(SET TASK): Carry on the GLEAM dataset documentation from the point where it stops.

(SELECTED PASSAGE):
Typical live weights by region, species, system, and cohort.

Usage

gleam_animal_weights

Format

A tibble with region, species, system, cohort, weight_kg.

Source

MacLeod et al. (2018) GLEAM 3.0.

Examples

gleam_animal_weights

Nitrogen parameters for crop residues of feed materials.

Description

Nitrogen content of above- and below-ground residues and root-to-shoot ratios for feed materials.

Usage

gleam_crop_residue_nitrogen

Format

A tibble with columns:

material_number

Sequential material identifier.

material

Feed material code.

n_ag

Nitrogen content of above-ground residues.

rbg_bio

Ratio of below-ground residues to above-ground biomass.

n_bg

Nitrogen content of below-ground residues.

species_group

"ruminant" or "monogastric".

Source

MacLeod et al. (2018) GLEAM 3.0 Supplement S1, Tables S.6.7 and S.6.8.

Examples

gleam_crop_residue_nitrogen

GLEAM crop residue parameters.

Description

Dry matter content and parameters for calculating crop residue yield by crop type.

Usage

gleam_crop_residue_params

Format

A tibble with columns:

crop

Crop name.

dry_matter_pct

Dry matter content (percent).

slope

Slope for residue yield calculation.

intercept

Intercept for residue yield calculation.

Source

MacLeod et al. (2018) GLEAM 3.0 Supplement S1, Table S.3.1. doi:10.1088/1748-9326/aad4d8

Examples

gleam_crop_residue_params

GLEAM dressing percentages.

Description

Carcass weight as percentage of live weight by species, production system, cohort, and GLEAM region. Includes country-specific overrides for industrial pig systems in Western Europe.

Usage

gleam_dressing_percentages

Format

A tibble with columns:

species

Animal species (Cattle, Buffaloes, Sheep, Goats, Pigs, Chicken).

production_system

Production system (Dairy, Beef, Backyard, Intermediate, Industrial, Layers, Broilers). NA for species without system breakdown.

cohort

Cohort (e.g. Adult and replacement female). NA for species without cohort breakdown.

country

Country name for country-specific values. NA for regional values.

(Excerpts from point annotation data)
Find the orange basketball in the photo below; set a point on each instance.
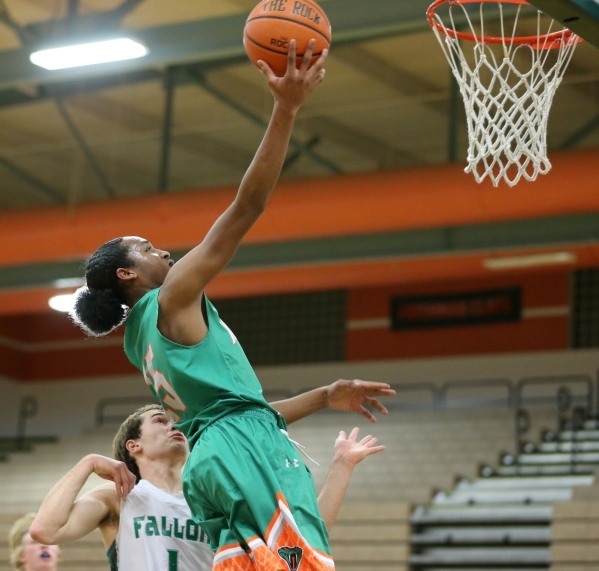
(272, 24)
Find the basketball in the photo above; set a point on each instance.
(272, 24)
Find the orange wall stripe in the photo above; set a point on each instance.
(369, 273)
(329, 206)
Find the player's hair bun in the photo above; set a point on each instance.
(98, 311)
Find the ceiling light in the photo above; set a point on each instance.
(62, 303)
(88, 54)
(532, 260)
(69, 282)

(ANSWER TO THE TASK):
gleam_region

GLEAM region abbreviation (NA, RUS, WE, EE, NENA, ESEA, OCE, SA, LAC, SSA).

dressing_percent

Dressing percentage.

Source

MacLeod et al. (2018) GLEAM 3.0 Supplement S1, Table S.9.1. doi:10.1088/1748-9326/aad4d8

Examples

gleam_dressing_percentages

Energy use emission factors by species and system.

Description

Emission factors for embedded and direct energy use in livestock production, by species, production system, and climate zone.

Usage

gleam_energy_use_ef

Format

A tibble in long format with columns:

grouping

Country or country group (e.g. "OECD", "EU 27").

species

Animal species or group (e.g. "dairy_cattle", "pigs").

system

Production system (e.g. "Grassland based", "industrial"). NA when not applicable.

climate

Climate zone ("arid", "humid", "temperate"). NA when not applicable.

energy_type

"embedded" or "direct".

emission_factor

Emission factor in kg CO2-eq per unit product.

Source

MacLeod et al. (2018) GLEAM 3.0 Supplement S1, Tables S.7.1 through S.7.7.

Examples

gleam_energy_use_ef

GLEAM enteric fermentation parameters.

Description

Ym (% GE) values by species and production system. Feedlot cattle use 3.0% per IPCC 2019 Table 10.12.

Usage

gleam_enteric_params

Format

A tibble with species, system, ym_percent, notes.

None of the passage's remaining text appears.